- _Text segment_

[Start of Attachment]

The Centennial Park group's claims of authority are based around the accounts of John Wickersham Woolley, Lorin Calvin Woolley and others of a meeting in September 1886 between LDS Church President John Taylor, the Woolleys, and others. Prior to the meeting, Taylor is said to have met with Jesus Christ and the deceased church founder Joseph Smith and to have received a revelation commanding that plural marriage should not cease, but be kept alive by a group separate from the LDS Church. The following day, the Woolleys, and others, were said to have been set apart to keep "the principle" alive.

Members of the Centennial Park group see their history as going back to Joseph Smith and to the beliefs he espoused and practices he established. Until the 1950s, Mormon fundamentalists were largely one group.

===Priesthood Council split===
In the early 1980s, significant disagreement arose regarding the question of the presiding authority of the FLDS Church. This disagreement was over what is called the "one man doctrine". The "one man doctrine" refers to section 132:7 of the Doctrine and Covenants, a part of the open scriptural canon of several denominations of the Latter Day Saint movement, which states that "there is never but one on the earth at a time on whom this power and the keys of this priesthood are conferred".

After two council members, Carl Holm and Richard Jessop, died, Leroy Johnson, as senior member of the Priesthood Council, was responsible for recommending new replacements. However Johnson, believing in the "one man doctrine", made no recommendations for new Priesthood Council members.

[End of Attachment]

(Stored records)
[Start of Attachment]

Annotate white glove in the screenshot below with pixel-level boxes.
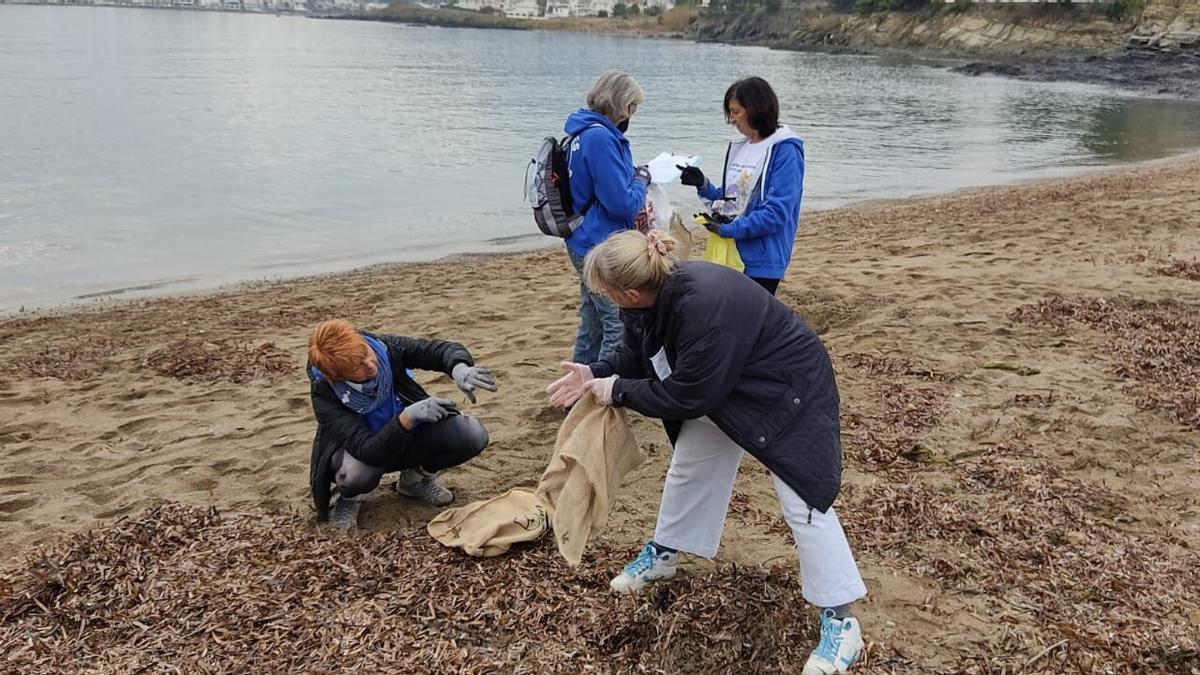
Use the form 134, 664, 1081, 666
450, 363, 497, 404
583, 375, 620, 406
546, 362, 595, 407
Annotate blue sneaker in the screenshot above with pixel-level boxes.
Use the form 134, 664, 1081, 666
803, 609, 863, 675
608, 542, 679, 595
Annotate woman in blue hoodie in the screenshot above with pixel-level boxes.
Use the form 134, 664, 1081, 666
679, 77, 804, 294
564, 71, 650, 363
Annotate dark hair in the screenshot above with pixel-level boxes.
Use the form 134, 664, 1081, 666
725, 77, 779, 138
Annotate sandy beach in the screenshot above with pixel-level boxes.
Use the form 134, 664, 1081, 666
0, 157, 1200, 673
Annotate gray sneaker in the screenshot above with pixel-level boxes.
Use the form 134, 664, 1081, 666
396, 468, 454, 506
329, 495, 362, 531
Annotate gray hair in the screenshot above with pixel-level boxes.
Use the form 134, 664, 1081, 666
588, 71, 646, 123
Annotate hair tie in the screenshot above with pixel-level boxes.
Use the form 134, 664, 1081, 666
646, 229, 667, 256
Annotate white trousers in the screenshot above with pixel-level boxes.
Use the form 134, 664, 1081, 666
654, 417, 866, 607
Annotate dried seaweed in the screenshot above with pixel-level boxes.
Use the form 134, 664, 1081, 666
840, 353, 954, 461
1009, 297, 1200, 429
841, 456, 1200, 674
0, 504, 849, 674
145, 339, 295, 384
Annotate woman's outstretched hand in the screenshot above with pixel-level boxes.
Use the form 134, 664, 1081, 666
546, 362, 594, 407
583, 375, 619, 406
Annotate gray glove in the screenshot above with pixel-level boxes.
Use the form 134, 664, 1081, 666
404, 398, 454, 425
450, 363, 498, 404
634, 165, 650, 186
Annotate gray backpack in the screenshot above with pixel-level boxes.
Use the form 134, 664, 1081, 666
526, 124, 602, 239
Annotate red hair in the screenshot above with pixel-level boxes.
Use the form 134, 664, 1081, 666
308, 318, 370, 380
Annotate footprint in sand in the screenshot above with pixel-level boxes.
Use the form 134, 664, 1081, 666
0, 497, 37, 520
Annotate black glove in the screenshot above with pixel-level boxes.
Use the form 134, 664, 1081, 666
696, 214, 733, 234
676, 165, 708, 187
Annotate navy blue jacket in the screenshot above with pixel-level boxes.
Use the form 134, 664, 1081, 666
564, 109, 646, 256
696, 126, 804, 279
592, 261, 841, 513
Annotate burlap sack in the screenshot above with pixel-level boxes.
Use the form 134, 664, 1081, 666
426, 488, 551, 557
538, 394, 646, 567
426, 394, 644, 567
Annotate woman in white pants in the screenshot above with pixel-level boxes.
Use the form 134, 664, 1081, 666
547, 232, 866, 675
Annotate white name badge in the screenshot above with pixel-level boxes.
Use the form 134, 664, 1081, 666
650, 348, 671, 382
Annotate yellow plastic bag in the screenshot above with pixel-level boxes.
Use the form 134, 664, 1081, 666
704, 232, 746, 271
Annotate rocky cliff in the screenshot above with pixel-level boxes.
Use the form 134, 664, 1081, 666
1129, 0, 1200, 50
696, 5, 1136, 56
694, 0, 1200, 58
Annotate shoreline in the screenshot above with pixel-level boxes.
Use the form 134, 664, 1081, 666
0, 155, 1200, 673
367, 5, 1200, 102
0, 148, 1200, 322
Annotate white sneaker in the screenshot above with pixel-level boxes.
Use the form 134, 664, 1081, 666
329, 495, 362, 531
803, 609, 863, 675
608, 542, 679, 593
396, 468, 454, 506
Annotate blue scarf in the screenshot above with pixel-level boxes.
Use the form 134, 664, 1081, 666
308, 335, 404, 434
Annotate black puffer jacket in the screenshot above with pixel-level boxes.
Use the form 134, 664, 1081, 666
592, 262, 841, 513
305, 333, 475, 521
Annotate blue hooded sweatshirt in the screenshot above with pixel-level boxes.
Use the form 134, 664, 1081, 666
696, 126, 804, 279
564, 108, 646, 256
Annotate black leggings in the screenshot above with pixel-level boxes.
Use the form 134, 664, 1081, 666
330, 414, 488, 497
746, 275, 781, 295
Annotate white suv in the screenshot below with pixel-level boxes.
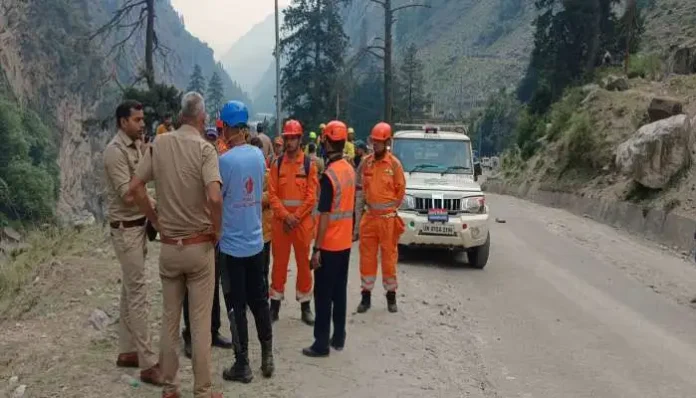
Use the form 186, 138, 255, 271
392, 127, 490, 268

[End of Attachment]

- _Activity_
Reproduce the entire text about the Centennial Park group word for word. This material stands apart from the text about the Centennial Park group.

- _Exercise output_
The Centennial Park group's claims of authority are based around the accounts of John Wickersham Woolley, Lorin Calvin Woolley and others of a meeting in September 1886 between LDS Church President John Taylor, the Woolleys, and others. Prior to the meeting, Taylor is said to have met with Jesus Christ and the deceased church founder Joseph Smith and to have received a revelation commanding that plural marriage should not cease, but be kept alive by a group separate from the LDS Church. The following day, the Woolleys, and others, were said to have been set apart to keep "the principle" alive.

Members of the Centennial Park group see their history as going back to Joseph Smith and to the beliefs he espoused and practices he established. Until the 1950s, Mormon fundamentalists were largely one group.

===Priesthood Council split===
In the early 1980s, significant disagreement arose regarding the question of the presiding authority of the FLDS Church. This disagreement was over what is called the "one man doctrine". The "one man doctrine" refers to section 132:7 of the Doctrine and Covenants, a part of the open scriptural canon of several denominations of the Latter Day Saint movement, which states that "there is never but one on the earth at a time on whom this power and the keys of this priesthood are conferred".

After two council members, Carl Holm and Richard Jessop, died, Leroy Johnson, as senior member of the Priesthood Council, was responsible for recommending new replacements. However Johnson, believing in the "one man doctrine", made no recommendations for new Priesthood Council members.